# WORK ITEM
Here is a block of records. Copy every line in it that includes "sign".

# SOURCE INFORMATION
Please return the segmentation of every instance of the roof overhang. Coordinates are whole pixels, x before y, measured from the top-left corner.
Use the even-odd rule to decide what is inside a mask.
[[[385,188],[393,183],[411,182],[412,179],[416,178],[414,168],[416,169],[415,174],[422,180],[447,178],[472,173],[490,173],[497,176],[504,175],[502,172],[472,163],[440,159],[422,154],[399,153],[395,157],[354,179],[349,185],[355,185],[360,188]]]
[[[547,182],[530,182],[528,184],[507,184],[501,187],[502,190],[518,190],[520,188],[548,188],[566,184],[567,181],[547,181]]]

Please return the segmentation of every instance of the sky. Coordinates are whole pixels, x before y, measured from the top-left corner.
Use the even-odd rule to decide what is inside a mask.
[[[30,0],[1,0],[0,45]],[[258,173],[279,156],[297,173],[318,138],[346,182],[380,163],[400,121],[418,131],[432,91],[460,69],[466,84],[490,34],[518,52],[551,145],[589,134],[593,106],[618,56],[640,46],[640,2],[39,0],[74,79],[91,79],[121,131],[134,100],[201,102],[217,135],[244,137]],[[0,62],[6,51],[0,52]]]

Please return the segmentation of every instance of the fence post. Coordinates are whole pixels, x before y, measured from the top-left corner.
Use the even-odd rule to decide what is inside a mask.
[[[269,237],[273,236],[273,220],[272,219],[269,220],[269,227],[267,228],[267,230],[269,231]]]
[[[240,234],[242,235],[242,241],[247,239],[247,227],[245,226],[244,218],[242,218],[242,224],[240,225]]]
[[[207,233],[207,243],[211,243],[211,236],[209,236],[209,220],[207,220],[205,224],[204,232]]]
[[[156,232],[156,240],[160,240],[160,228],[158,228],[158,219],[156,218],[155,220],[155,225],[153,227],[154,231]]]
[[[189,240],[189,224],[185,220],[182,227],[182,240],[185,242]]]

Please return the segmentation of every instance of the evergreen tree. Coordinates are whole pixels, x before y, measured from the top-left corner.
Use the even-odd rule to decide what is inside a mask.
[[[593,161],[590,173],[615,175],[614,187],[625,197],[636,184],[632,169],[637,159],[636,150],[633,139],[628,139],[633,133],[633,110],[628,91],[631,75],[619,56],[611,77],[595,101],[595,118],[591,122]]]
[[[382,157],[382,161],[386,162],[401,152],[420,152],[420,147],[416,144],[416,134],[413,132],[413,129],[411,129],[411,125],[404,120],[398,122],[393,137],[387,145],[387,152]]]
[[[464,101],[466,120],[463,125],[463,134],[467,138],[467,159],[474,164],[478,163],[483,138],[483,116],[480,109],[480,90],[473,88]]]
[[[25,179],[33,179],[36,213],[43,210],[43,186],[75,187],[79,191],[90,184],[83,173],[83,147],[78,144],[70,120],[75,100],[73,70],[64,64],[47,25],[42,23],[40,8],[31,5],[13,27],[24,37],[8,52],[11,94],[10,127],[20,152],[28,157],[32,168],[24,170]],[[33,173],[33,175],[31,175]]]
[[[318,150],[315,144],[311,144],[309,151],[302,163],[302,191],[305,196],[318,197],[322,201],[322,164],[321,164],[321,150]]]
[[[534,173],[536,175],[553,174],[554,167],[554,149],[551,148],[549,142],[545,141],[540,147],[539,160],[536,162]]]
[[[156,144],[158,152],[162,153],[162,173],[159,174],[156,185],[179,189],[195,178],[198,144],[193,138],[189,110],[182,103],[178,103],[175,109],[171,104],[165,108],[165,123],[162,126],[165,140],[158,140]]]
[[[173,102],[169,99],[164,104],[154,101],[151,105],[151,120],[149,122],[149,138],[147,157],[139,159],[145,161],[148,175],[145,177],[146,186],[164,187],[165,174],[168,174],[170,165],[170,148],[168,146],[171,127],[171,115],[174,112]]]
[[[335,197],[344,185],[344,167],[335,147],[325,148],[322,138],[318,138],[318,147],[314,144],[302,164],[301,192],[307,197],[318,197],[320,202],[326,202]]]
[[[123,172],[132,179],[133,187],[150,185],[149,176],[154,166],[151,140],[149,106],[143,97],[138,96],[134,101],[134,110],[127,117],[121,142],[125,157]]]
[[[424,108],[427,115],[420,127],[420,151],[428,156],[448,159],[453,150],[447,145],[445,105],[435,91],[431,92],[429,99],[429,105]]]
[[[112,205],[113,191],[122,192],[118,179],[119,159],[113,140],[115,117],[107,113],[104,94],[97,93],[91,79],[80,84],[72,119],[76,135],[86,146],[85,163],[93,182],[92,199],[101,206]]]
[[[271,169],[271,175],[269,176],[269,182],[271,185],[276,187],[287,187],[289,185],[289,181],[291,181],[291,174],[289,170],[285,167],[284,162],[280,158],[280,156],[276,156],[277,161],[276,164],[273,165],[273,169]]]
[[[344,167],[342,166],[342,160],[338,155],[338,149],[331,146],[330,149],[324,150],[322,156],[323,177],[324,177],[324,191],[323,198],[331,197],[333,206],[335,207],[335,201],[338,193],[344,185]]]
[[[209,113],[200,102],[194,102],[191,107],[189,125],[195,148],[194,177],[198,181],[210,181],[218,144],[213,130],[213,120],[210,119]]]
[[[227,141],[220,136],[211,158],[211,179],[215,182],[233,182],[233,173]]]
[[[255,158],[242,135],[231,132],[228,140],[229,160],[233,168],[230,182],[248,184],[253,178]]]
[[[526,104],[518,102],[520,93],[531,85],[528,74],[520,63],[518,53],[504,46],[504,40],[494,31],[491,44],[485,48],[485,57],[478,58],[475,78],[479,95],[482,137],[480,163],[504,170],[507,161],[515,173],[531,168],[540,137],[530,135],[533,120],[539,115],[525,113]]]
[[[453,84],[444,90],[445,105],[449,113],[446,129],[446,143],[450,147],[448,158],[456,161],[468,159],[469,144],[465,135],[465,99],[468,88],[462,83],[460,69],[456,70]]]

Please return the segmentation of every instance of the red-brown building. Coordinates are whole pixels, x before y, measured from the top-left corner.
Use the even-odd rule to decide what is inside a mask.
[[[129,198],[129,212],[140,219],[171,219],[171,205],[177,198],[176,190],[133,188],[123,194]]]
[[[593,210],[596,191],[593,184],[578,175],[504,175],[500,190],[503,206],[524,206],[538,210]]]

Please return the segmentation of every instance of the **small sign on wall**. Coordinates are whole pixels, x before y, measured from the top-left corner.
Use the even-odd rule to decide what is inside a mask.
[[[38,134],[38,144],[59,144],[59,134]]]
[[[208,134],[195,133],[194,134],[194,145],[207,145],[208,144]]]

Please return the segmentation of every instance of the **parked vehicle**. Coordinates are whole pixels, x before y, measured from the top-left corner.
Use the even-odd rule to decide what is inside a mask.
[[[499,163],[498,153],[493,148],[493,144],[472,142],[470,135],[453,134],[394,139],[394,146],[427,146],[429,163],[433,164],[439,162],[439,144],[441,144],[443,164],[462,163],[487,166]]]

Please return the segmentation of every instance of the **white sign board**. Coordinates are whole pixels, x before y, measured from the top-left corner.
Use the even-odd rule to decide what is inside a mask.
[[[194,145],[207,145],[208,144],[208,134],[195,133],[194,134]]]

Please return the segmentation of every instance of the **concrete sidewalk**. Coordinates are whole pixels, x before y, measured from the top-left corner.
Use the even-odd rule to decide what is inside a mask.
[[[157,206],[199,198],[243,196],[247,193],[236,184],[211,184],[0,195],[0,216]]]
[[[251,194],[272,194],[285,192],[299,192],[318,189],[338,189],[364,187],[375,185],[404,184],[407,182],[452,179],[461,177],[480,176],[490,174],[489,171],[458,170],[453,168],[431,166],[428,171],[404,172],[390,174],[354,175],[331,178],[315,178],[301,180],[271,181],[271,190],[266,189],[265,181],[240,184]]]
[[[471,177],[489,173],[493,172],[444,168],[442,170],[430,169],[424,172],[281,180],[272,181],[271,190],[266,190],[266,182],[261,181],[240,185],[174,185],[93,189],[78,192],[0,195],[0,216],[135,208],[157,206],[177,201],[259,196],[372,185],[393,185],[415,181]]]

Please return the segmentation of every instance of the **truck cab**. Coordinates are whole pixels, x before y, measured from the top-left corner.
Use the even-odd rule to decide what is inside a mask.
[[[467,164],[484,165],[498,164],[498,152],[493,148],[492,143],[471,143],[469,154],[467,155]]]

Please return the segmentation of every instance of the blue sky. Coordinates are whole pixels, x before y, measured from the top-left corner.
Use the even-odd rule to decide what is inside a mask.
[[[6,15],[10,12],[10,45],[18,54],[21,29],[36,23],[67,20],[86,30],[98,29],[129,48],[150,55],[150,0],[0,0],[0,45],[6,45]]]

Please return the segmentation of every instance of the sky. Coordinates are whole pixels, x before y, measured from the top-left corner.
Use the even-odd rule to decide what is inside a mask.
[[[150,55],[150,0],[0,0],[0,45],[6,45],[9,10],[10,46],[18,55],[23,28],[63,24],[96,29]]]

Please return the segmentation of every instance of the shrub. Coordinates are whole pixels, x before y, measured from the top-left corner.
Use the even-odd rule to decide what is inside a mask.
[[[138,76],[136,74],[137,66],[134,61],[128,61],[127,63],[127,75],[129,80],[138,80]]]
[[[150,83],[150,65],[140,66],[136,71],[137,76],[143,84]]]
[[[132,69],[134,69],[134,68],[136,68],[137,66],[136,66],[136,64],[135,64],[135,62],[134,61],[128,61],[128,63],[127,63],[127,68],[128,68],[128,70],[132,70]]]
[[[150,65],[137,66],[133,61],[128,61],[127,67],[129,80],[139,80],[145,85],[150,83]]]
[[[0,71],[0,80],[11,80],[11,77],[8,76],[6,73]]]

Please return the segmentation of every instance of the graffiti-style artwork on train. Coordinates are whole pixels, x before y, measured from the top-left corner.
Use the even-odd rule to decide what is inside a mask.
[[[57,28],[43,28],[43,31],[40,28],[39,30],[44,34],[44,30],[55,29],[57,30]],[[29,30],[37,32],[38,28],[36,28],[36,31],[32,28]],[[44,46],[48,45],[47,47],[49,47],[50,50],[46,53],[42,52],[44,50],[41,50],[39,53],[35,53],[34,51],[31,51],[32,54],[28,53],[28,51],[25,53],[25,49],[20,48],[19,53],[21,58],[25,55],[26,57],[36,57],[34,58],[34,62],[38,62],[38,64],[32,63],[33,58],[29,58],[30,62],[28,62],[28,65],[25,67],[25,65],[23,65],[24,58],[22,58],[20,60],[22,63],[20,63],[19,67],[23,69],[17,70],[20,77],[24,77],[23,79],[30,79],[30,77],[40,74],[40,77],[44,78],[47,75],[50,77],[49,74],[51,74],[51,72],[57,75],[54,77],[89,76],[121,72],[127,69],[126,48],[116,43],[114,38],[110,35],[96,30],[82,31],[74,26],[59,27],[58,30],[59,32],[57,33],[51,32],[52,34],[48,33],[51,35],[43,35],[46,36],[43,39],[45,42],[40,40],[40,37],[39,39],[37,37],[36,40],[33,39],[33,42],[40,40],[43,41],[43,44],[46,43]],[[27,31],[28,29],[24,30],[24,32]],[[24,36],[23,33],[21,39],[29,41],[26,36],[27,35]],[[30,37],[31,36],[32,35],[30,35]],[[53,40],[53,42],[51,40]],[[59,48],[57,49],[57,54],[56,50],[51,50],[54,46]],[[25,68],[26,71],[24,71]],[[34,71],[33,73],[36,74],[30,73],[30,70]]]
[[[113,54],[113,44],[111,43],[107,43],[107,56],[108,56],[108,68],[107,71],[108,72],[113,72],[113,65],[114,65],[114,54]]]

# ANSWER FOR THIS EXERCISE
Please return the segmentation of every instance of the **small sign on wall**. Coordinates are whole pixels, x before y, measured from the top-left corner.
Please return the segmentation of every instance of the **white sign board**. Coordinates are whole pixels, x before y, measured from the top-left corner.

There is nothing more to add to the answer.